Task to complete
Please rewrite every line of the material below, changing "bounding box" to "enclosing rectangle" and leaving everything else as it is. Omit the pictures from your answer.

■ ■ ■ ■ ■

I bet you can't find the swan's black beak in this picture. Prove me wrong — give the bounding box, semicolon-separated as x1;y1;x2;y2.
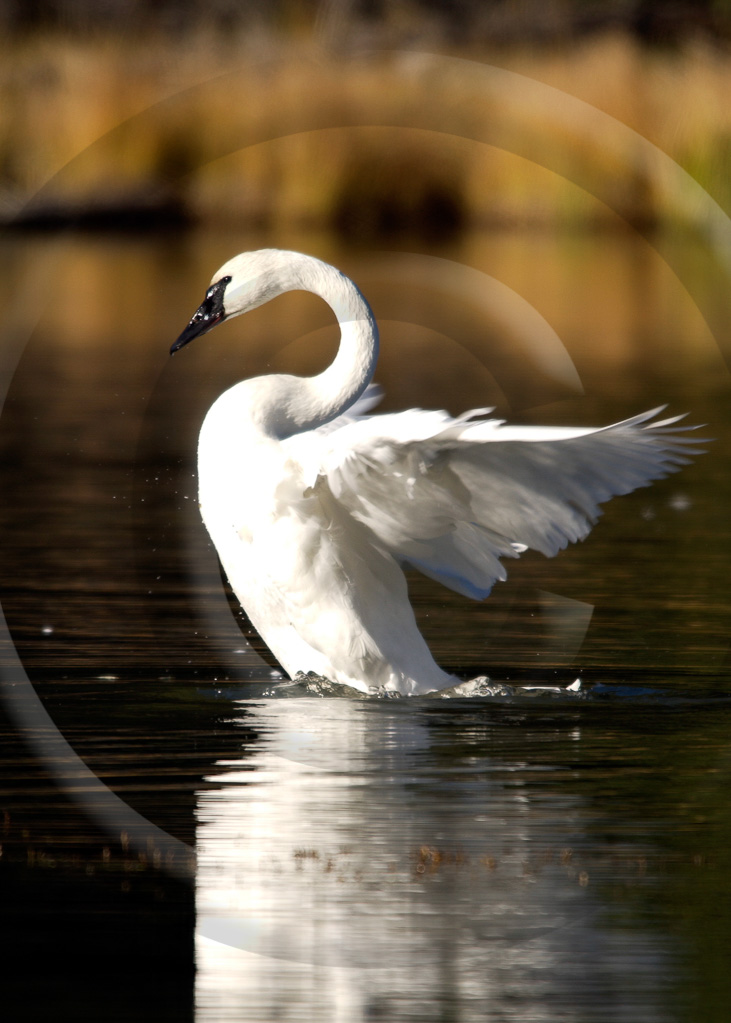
170;277;231;355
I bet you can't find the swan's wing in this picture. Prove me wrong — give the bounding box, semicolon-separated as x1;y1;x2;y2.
292;409;699;598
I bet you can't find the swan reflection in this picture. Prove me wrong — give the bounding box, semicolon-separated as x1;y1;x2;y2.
191;699;666;1023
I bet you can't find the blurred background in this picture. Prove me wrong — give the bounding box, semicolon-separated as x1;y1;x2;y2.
0;6;731;1023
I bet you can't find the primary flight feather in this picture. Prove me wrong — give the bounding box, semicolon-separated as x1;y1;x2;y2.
171;249;698;694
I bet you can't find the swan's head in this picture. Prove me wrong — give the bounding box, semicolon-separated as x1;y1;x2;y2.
170;249;292;355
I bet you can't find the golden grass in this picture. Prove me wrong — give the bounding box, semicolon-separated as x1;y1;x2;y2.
0;29;731;234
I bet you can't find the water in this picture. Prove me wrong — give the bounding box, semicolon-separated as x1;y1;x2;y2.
0;228;731;1023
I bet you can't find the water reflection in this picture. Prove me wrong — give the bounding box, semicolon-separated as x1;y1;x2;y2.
196;699;673;1023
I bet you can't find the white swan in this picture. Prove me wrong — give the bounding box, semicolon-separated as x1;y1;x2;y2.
171;249;696;694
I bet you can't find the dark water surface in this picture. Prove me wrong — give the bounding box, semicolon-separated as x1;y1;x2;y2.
0;228;731;1023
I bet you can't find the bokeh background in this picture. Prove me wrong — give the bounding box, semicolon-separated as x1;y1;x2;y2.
0;6;731;1023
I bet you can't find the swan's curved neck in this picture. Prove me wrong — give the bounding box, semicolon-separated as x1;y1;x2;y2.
253;251;378;439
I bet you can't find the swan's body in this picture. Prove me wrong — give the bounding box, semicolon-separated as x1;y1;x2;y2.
172;250;694;694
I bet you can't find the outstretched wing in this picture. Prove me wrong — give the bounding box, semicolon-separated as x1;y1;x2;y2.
284;409;700;599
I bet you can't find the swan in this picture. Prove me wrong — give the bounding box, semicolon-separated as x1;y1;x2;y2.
171;249;697;695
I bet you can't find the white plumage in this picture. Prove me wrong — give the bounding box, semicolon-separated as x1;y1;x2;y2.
171;249;697;694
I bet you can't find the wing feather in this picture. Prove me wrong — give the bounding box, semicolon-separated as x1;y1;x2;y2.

■ ■ ■ ■ ■

Solved exercise
I bet you can't find the swan's black beak in this picture. Prove me wrong — give the enclosing rectangle, semicolon-separated as x1;y1;x2;y2.
170;277;231;355
I bet you can't find the swan's wing in this picture. Prove me wrong — give the enclosing rectangle, semicolon-separated as x1;y1;x2;y2.
292;409;699;598
I bet you can't find the swan reflection in this picture. Prove me wrong — give the enclosing rectangle, semicolon-separated as x1;y1;x2;y2.
191;699;666;1023
I bet you can't find the blurred background in this picture. Prove me wrong — give the enclosing rectangle, semicolon-separated as x1;y1;x2;y2.
0;6;731;1023
I bet you can't find the primary flight feather in this picture. Prove me wrong — give the enclosing rectangle, semicolon-separated as x1;y1;x2;y2.
171;249;698;694
I bet you can't find the swan's head in this picture. Prove me wrong — give the enclosing rectangle, semicolon-separated as x1;y1;x2;y2.
170;249;292;355
I bet you can't find the golden grass in this picture. Prove me wrong — give the enclosing rectangle, semicolon-separated as x1;y1;x2;y2.
0;29;731;234
I bet you can't find the water in this picture. Prove me wrong — give the enclosing rectangle, semicolon-separated as x1;y1;x2;y2.
0;228;731;1023
I bet you can't find the water reflection in this picture. Prove me wrong — give the enclosing rectangle, semicolon-separated as x1;y1;x2;y2.
196;699;673;1023
I bet you can't find the white swan in this picture. Prove me wrong — give the enclosing rectangle, semicolon-separated as x1;y1;x2;y2.
171;249;696;694
I bet you can't find the dark water surface in this picture. Prove me wrong — give the enclosing rectangle, semicolon-separated as x1;y1;x2;y2.
0;228;731;1023
I bet you can't find the bokeh background in this picture. Prove me wrong — give the enclosing rectangle, semicolon-separated as x1;y1;x2;y2.
0;6;731;1023
I bet you can't find the swan's curved neck in this picture. Prove me wrong — give the enclosing rectangle, semicolon-separated as x1;y1;x2;y2.
253;251;378;439
I bet you can't find the swan's body in this picture. Prove me wrong — give the enclosing rectangle, semicolon-separated as x1;y1;x2;y2.
172;250;694;694
I bet you can't find the outstretched wing in this picture. Prove me wrong — give the enclosing rectangle, semicolon-separated as x1;y1;x2;y2.
284;409;700;599
I bet you can't find the swan in this picture. Prove me wrong — give the enclosing rectangle, semicolon-separated as x1;y1;x2;y2.
171;249;697;695
I bet you can't find the white plumage in this picture. Prove me wrong — give the enclosing rectangle, semicolon-separated as x1;y1;x2;y2.
171;249;697;694
I bet you can't find the wing feather in this picture. Prove me wrong — give the enclosing rectangle, semicolon-separated as x1;y1;x2;y2.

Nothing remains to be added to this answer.